- **Given problem**:
Rescale all of the lines that follow by writing each one out again, requests included. In the answers, multiply every x and y coordinate by 2.35 and round to a whole number, with halves rounding up. Keep the sample coordinates in the requests as they are, and leave the pictures out.

Dataset rows on where objects appear:
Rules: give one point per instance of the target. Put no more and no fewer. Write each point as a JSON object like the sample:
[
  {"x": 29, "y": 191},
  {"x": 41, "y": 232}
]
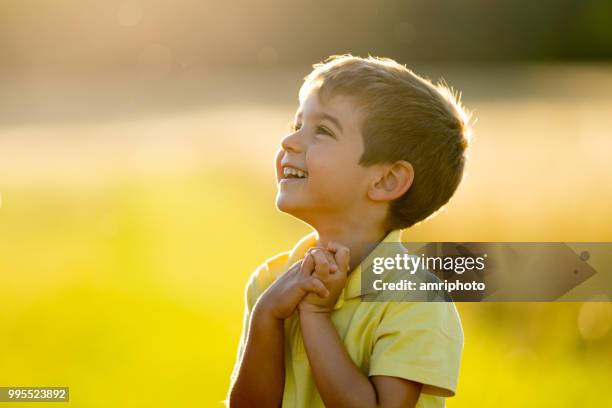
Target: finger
[
  {"x": 321, "y": 263},
  {"x": 341, "y": 254},
  {"x": 316, "y": 286},
  {"x": 307, "y": 265},
  {"x": 333, "y": 267},
  {"x": 330, "y": 258}
]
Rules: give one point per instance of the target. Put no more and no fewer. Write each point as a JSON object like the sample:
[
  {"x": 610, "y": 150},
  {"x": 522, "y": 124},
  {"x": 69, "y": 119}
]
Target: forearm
[
  {"x": 339, "y": 381},
  {"x": 261, "y": 375}
]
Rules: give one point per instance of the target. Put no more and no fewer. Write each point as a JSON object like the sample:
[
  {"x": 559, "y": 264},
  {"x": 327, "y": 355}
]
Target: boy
[{"x": 373, "y": 149}]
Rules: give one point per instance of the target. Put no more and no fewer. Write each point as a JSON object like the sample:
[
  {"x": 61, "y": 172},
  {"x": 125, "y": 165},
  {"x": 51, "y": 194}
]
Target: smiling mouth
[{"x": 293, "y": 173}]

- **Output of the exercise**:
Rules: give one point per instance of the target. Put no more and no fewer. Write each point as a JSON object like the sample:
[
  {"x": 29, "y": 191},
  {"x": 41, "y": 232}
]
Target: finger
[
  {"x": 754, "y": 618},
  {"x": 801, "y": 597},
  {"x": 743, "y": 672},
  {"x": 721, "y": 623},
  {"x": 783, "y": 627},
  {"x": 776, "y": 606}
]
Rules: give one point per instance of the target. Put no more and no fewer. Write each point as a JSON object like the sample:
[
  {"x": 610, "y": 150},
  {"x": 522, "y": 124},
  {"x": 69, "y": 119}
]
Target: forearm
[
  {"x": 797, "y": 895},
  {"x": 613, "y": 881}
]
Rules: give one point per instance of the target. Put no more and no fewer. Write each point as a JSON object like the sample:
[
  {"x": 559, "y": 264},
  {"x": 327, "y": 355}
]
Target: boy
[{"x": 877, "y": 350}]
Rules: give one point per instance of the target. Put no more and no fewer. Write each point as a JSON object like the sample:
[
  {"x": 61, "y": 172},
  {"x": 125, "y": 165},
  {"x": 51, "y": 194}
]
Target: smiling mouth
[{"x": 689, "y": 407}]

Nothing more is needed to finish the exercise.